--- What you have to do ---
Collect each line in the entries below that contains the string "head". Treat uppercase and lowercase as different.

>> BEGIN Records for the exercise

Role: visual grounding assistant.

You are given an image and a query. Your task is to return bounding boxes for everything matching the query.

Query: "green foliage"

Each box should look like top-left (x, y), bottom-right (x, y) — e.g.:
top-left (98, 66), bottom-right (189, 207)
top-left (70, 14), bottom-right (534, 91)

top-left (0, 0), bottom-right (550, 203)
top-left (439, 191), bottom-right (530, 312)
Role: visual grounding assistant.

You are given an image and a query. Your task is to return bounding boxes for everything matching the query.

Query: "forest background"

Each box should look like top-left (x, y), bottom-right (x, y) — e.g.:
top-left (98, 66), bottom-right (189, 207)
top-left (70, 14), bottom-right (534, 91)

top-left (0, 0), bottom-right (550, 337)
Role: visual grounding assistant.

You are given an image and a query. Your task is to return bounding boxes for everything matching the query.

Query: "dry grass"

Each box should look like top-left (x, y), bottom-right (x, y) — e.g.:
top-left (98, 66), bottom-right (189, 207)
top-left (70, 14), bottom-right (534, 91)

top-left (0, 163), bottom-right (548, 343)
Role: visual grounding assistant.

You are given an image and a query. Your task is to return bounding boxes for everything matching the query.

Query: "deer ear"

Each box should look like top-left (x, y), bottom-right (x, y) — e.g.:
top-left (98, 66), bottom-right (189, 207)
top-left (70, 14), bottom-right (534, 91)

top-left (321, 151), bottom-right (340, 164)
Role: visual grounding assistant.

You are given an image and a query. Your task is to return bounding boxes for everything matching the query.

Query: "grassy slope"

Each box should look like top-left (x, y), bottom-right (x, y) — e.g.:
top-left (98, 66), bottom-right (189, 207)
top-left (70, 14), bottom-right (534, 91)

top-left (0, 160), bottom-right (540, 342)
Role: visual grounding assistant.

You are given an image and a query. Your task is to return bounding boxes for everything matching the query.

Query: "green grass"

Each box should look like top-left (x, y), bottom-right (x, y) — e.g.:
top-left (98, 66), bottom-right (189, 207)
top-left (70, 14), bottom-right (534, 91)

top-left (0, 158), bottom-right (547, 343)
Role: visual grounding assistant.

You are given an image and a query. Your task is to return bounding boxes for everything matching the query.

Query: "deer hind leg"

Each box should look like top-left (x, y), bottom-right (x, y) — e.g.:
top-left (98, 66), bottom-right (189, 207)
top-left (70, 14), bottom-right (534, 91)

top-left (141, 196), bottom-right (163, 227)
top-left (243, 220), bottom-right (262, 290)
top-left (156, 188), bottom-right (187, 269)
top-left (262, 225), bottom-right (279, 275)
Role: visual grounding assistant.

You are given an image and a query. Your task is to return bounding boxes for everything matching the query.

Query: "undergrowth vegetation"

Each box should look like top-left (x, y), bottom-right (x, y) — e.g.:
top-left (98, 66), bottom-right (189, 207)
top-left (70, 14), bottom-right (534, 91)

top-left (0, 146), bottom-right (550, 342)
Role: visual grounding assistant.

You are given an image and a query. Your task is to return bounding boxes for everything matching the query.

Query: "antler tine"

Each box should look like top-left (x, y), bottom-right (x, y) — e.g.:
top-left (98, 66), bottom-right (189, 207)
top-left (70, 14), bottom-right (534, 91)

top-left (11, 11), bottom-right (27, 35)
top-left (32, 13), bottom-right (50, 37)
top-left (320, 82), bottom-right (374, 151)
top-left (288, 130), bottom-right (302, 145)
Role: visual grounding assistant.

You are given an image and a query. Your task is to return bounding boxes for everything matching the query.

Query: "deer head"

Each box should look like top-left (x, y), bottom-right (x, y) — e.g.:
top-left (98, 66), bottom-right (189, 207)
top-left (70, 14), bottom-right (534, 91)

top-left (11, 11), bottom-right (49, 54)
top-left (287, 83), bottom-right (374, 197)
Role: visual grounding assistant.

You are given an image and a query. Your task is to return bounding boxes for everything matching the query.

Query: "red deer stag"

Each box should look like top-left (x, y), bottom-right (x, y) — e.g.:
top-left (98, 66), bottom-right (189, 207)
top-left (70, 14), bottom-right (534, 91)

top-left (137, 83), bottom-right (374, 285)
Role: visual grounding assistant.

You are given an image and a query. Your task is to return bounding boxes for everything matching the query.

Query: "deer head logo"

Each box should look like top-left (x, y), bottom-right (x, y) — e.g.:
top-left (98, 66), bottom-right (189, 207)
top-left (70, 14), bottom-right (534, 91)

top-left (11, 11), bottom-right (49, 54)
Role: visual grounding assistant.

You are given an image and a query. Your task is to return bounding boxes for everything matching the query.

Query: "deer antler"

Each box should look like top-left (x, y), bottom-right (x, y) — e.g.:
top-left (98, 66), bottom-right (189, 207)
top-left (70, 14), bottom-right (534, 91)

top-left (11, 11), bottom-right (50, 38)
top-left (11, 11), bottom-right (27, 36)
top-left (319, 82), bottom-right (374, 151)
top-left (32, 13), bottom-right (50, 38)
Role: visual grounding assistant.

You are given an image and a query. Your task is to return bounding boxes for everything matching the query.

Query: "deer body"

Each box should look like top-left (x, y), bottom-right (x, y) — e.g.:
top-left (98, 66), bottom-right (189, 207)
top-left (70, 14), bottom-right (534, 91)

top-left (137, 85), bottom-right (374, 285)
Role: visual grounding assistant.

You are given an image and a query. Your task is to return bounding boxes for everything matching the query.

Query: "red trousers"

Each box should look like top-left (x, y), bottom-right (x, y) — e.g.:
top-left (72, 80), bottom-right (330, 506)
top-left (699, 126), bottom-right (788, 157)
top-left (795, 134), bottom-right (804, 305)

>> END Records for the exercise

--- Result of the task ---
Query: "deer head"
Query: "deer head logo"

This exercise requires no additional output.